---------- DOCUMENT ----------
On Thu, Nov 29, 2018 at 4:03 PM Dimitris Zacharopoulos via
dev-security-policy <[email protected]> wrote:

> I didn't want to hijack the thread so here's a new one.
>
>
> Times and circumstances change.


You have to demonstrate that.

When I brought this up at the Server
> Certificate Working Group of the CA/B Forum
> (https://cabforum.org/pipermail/servercert-wg/2018-September/000165.html),
>
> there was no open disagreement from CAs.


Look at the discussion during Wayne’s ballot. Look at the discussion back
when it was Jeremy’s ballot. The proposal was as simplified as could be -
modeled after 9.16.3 of the BRs. It would have allowed for a longer period
- NOT an unbounded period, which is grossly negligent for publicly trusted
CAs.

However, think about CAs that
> decide to extend the 5-days (at their own risk) because of extenuating
> circumstances. Doesn't this community want to know what these
> circumstances are and evaluate the gravity (or not) of the situation?
> The only way this could happen in a consistent way among CAs would be to
> require it in some kind of policy.


This already happens. This is a matter of the CA violating any contracts or
policies of the root store it is in, and is already being handled by those
root stores - e.g. misissuance reports. What you’re describing as a problem
is already solved, as are the expectations for CAs - that violating
requirements is a path to distrust.

The only “problem” you’re solving is giving CAs more time, and there is
zero demonstrable evidence, to date, about that being necessary or good -
and rich and ample evidence of it being bad.

> Phrased differently: You don't think large organizations are currently
> > capable, and believe the rest of the industry should accommodate that.
>
> "Tolerate" would probably be the word I'd use instead of "accommodate".


I chose accommodate, because you’d like the entire world to take on
systemic risk - and it is indeed systemic risk, to users especially - to
benefit some large companies.

Why stop with revocation, though? Why not just let CAs define their own
validation methods of they think they’re equivalent? After all, if we can
trust CAs to make good judgements on revocation, why can’t we also trust
them with validation? Some large companies struggle with our existing
validation methods, why can’t we accommodate them?

That’s exactly what one of the arguments against restricting validation
methods was.

As I said, I think this discussion will not accomplish anything productive
without a structured analysis of the data. Not anecdata from one or two
incidents, but holistic - because for every 1 real need, there may have
been 9,999 unnecessary delays in revocation with real risk.

How do CAs provide this? For *all* revocations, provide meaningful data. I
do not see there being any value to discussing further extensions until we
have systemic transparency in place, and I do not see any good coming from
trying to change at the same time as placing that systemic transparency in
place, because there’s no way to measure the (negative) impact such change
would have.

>
> > Do you believe these organizations could respond within 5 days if
> > their internet connectivity was lost?
---------- INFORMATION SUPPLIED ----------
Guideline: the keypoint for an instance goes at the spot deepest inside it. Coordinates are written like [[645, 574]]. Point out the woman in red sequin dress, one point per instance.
----------
Answer these questions about the email:
1. Which section of the BRs was the simplified proposal modeled after?
2. Which word is offered in place of "accommodate"?
3. For every 1 real need, how many unnecessary delays in revocation may there have been?

### TASK OUTPUT
1. Section 9.16.3
2. "Tolerate"
3. 9,999